=== Work to do ===
Reproduce each record below exactly as written.

=== Saved entries ===
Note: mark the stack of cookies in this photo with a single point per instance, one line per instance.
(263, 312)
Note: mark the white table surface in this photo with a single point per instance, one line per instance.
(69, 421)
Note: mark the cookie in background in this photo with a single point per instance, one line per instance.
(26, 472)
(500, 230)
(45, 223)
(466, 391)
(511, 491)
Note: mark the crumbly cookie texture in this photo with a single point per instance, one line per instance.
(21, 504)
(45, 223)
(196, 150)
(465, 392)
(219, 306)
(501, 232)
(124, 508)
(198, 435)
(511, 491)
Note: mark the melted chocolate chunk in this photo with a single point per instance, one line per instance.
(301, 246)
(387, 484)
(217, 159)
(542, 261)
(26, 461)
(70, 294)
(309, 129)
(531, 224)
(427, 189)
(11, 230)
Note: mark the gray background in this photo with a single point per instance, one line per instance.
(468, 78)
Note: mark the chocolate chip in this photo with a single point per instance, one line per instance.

=== Solution for this task ===
Note: mark the stack of cookies in this photo with a single point per instance, one line per instance.
(263, 312)
Note: mark the white table surface in this photo with a single point per instance, one line per instance.
(69, 421)
Note: mark the cookie in background in this photo with a single point per instance, one line per instance.
(26, 472)
(500, 230)
(45, 223)
(466, 391)
(511, 491)
Note: mark the crumbly cookie texture in this photo with a single point per instance, one line per instance.
(21, 504)
(45, 223)
(196, 150)
(465, 392)
(219, 306)
(501, 232)
(124, 508)
(198, 435)
(511, 491)
Note: mark the melted chocolate chunk in this photo with a single point per instance, one line per instance.
(301, 246)
(387, 484)
(217, 159)
(542, 261)
(26, 461)
(70, 294)
(309, 129)
(531, 224)
(427, 189)
(11, 230)
Note: mark the gray background in this photo with a single point per instance, one line per instance.
(468, 78)
Note: mark the chocolate chip in this photo with a single point per instance, one line per instance.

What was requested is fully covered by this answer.